Please find the lines in the entries below that contain the word "white", and copy each one.

▶ [Items from a data source]:
^^^^^^^^

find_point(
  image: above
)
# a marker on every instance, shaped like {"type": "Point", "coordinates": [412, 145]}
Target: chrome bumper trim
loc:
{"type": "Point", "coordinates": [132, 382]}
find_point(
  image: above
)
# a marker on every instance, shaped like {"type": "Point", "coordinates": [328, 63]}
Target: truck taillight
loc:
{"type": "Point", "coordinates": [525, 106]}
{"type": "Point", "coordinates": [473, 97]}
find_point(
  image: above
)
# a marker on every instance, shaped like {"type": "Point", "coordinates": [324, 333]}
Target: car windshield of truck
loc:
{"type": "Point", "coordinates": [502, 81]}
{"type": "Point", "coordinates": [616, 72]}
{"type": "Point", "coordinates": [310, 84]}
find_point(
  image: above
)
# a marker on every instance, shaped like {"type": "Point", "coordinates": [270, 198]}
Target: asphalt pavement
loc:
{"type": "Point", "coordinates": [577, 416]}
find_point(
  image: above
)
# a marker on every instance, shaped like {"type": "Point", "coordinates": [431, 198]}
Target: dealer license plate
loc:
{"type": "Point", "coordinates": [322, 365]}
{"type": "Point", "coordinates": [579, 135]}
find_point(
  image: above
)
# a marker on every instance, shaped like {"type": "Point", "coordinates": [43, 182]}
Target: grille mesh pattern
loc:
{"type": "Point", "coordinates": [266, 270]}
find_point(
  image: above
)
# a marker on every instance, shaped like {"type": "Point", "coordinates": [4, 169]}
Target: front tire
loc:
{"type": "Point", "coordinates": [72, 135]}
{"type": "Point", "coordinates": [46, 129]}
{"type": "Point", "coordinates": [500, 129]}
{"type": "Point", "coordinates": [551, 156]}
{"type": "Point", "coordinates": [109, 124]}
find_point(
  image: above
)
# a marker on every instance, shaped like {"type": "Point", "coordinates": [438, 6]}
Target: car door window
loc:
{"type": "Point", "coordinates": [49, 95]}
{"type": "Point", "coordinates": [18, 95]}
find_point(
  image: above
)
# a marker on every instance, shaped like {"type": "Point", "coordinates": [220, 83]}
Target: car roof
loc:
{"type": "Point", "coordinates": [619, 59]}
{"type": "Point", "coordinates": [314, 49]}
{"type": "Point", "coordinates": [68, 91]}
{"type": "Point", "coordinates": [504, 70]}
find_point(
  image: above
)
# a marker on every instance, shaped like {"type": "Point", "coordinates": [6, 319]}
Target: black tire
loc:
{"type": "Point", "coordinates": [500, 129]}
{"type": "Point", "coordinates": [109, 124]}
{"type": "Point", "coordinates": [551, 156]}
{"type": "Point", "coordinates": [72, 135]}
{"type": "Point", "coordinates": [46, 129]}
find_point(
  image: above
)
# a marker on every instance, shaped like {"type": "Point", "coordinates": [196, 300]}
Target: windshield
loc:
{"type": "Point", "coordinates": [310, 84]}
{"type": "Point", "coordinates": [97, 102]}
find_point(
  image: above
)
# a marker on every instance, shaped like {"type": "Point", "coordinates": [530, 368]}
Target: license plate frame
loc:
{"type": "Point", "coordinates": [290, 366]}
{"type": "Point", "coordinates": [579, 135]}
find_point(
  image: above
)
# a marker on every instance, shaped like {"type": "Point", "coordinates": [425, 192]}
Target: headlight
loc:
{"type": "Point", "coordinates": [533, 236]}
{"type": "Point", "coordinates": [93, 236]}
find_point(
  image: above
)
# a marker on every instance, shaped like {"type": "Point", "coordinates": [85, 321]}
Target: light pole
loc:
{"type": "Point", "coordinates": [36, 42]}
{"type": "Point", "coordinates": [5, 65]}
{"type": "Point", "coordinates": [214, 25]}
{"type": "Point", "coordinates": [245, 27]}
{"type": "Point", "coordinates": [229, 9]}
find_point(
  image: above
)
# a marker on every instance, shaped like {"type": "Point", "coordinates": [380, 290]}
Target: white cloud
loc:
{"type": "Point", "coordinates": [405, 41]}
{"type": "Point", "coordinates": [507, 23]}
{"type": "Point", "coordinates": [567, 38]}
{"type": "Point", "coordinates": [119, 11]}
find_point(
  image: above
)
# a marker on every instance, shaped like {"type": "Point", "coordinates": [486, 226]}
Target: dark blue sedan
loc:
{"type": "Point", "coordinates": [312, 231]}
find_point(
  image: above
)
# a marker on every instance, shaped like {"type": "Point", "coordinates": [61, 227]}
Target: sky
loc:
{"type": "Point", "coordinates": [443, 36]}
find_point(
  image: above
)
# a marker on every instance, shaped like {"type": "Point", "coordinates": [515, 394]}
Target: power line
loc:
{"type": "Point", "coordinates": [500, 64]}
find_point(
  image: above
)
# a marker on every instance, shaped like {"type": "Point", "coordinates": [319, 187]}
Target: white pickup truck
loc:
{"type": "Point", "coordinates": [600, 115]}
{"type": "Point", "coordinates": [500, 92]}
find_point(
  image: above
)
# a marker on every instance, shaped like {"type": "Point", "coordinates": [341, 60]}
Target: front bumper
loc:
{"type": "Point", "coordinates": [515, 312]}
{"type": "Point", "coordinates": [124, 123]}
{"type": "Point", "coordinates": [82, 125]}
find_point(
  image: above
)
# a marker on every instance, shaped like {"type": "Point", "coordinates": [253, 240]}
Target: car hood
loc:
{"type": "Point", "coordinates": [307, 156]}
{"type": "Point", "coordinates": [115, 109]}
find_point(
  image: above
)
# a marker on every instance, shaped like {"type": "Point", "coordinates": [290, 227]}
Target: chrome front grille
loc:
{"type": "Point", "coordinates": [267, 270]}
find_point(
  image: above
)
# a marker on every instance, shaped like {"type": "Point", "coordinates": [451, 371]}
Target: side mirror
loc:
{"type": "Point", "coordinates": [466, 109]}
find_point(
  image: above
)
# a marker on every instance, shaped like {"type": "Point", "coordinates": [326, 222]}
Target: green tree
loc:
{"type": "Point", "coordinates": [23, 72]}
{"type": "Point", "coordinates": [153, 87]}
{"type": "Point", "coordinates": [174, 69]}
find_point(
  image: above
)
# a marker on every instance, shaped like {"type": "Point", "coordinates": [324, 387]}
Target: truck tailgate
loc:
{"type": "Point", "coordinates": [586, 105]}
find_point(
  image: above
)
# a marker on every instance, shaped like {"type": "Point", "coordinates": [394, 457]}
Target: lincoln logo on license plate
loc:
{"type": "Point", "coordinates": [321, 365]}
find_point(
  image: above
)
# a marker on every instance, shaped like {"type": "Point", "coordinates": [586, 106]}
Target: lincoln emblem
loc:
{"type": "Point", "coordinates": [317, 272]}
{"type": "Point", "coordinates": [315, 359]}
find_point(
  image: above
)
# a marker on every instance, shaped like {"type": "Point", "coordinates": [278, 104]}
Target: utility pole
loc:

^^^^^^^^

▶ [Answer area]:
Target: white cloud
Target: white pickup truck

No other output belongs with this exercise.